» Available records:

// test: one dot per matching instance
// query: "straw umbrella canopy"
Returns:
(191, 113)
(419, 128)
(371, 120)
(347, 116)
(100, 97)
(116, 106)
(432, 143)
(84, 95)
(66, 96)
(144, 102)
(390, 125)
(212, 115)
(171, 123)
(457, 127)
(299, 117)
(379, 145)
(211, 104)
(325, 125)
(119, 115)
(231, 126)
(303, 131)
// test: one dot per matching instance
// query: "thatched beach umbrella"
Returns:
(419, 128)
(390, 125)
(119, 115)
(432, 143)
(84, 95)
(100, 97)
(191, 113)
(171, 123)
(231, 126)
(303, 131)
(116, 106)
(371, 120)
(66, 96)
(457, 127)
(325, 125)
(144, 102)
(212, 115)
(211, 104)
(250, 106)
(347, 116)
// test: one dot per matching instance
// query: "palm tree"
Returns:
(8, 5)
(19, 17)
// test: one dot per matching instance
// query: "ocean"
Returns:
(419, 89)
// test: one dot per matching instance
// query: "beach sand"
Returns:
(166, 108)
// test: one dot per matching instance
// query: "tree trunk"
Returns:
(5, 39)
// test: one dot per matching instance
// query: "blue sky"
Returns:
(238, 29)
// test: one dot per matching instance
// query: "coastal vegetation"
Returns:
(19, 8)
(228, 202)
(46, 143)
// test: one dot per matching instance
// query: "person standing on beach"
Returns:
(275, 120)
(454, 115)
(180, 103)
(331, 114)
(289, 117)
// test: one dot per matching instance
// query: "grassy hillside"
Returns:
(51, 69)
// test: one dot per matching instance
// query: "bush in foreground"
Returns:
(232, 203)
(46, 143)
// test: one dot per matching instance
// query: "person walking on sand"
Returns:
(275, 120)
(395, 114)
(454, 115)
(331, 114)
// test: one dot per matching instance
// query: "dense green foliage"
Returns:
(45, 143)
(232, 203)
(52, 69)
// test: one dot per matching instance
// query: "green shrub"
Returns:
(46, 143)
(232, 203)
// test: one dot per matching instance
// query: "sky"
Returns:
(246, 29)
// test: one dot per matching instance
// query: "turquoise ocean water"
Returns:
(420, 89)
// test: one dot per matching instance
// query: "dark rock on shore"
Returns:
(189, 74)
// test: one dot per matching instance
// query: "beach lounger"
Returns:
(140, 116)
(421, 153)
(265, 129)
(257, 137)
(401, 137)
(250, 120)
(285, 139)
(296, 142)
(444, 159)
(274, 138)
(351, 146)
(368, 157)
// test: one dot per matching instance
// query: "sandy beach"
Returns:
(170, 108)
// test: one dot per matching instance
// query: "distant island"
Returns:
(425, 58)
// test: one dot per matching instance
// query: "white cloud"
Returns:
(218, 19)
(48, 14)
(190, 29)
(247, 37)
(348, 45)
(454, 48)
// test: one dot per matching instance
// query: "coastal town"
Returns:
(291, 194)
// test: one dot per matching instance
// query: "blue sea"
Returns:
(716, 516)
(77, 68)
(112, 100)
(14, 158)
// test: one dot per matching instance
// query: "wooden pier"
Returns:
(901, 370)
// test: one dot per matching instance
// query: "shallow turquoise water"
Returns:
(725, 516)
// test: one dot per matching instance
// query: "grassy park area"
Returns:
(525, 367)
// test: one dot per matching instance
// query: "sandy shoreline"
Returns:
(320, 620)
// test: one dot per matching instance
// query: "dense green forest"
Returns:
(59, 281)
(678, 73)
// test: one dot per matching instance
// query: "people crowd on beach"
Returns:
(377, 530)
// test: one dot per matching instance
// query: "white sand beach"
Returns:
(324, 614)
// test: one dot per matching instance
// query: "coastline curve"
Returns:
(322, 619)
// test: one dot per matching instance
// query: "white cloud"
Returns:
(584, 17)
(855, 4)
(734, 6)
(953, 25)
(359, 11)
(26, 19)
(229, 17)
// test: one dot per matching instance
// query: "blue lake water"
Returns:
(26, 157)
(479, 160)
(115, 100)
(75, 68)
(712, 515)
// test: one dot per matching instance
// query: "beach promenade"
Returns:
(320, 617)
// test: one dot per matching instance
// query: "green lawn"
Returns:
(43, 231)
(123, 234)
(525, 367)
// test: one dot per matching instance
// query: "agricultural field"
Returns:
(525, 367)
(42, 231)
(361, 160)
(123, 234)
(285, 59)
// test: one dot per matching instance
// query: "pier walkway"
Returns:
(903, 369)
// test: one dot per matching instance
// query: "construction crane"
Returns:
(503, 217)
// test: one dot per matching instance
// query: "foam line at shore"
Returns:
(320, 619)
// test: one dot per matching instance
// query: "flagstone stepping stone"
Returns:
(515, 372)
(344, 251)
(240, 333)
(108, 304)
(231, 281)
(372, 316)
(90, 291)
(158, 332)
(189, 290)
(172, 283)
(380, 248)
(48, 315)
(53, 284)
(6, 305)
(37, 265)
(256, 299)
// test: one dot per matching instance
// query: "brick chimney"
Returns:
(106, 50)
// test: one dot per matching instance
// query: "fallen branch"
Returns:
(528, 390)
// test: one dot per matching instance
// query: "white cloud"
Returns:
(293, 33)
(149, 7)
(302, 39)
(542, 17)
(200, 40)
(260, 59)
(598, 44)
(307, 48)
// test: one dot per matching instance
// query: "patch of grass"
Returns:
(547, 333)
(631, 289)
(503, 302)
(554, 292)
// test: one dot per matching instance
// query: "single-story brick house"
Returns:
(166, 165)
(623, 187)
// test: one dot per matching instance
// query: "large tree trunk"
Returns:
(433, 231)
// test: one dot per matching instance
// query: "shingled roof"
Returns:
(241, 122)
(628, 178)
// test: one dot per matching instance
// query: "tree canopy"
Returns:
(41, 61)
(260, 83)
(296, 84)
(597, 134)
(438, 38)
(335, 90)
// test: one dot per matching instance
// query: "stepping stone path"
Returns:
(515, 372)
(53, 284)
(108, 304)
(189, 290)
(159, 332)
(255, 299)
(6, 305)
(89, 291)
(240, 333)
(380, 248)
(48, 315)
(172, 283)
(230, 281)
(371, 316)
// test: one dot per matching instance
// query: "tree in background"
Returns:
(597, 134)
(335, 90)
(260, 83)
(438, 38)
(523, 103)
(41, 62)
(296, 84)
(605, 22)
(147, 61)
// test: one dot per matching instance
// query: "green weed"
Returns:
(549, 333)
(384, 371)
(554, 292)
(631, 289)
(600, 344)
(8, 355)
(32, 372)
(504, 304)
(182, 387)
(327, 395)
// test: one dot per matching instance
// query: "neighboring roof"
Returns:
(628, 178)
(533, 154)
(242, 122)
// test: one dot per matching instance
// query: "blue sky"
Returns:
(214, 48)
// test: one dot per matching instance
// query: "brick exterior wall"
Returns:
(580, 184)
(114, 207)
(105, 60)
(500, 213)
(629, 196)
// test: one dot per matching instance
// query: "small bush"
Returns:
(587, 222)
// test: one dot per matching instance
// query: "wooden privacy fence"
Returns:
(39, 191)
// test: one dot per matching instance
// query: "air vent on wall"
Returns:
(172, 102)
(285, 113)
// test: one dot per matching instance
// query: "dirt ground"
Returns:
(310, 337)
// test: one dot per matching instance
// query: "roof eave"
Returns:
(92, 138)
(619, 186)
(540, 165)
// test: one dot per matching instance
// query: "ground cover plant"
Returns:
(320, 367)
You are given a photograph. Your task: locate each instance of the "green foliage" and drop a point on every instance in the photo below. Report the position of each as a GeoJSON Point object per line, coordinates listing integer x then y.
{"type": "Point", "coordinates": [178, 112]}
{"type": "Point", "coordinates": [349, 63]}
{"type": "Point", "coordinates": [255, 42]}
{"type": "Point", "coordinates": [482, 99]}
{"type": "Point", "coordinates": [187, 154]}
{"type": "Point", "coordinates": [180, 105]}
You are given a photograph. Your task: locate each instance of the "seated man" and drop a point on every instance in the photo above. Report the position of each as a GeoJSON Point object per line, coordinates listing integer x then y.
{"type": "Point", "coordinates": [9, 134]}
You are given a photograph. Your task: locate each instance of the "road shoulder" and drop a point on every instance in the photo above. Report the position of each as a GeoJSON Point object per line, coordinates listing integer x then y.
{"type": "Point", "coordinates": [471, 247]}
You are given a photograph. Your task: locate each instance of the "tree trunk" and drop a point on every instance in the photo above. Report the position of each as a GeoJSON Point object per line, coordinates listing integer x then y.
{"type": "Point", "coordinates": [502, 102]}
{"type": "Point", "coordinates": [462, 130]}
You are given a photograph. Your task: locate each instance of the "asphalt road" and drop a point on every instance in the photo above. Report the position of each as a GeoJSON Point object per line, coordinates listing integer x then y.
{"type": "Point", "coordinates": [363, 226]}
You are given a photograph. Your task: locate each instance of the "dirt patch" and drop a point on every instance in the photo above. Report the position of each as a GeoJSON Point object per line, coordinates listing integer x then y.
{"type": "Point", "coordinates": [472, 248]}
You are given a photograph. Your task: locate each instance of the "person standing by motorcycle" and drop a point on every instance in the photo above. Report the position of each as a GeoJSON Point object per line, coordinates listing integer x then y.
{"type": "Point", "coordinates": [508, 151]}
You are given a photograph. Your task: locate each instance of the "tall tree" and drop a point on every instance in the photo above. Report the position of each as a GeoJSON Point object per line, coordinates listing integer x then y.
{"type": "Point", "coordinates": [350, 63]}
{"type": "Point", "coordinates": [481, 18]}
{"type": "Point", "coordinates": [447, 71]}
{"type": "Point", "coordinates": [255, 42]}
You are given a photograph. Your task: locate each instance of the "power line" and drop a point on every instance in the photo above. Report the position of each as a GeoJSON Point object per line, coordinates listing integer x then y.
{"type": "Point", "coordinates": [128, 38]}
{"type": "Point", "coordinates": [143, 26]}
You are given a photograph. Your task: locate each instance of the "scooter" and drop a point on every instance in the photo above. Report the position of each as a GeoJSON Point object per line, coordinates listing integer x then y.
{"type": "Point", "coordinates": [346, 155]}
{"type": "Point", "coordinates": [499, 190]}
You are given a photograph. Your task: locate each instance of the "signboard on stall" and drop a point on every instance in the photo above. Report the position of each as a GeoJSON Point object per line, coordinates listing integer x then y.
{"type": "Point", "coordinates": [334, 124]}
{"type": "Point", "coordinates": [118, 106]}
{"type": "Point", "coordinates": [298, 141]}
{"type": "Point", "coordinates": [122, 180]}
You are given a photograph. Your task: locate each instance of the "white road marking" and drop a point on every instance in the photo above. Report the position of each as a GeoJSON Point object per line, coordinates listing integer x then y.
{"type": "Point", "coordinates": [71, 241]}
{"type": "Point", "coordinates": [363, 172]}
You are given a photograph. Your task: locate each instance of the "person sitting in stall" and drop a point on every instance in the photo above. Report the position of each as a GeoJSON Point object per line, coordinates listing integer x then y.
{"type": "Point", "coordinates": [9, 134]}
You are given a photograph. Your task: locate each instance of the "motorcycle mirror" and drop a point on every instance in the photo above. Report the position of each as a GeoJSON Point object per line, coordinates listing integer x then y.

» Task to complete:
Nothing but lines that contain "coastal" should appear in the answer. Copy each from the records.

» Result of this task:
// query: "coastal vegetation"
// query: "coastal town"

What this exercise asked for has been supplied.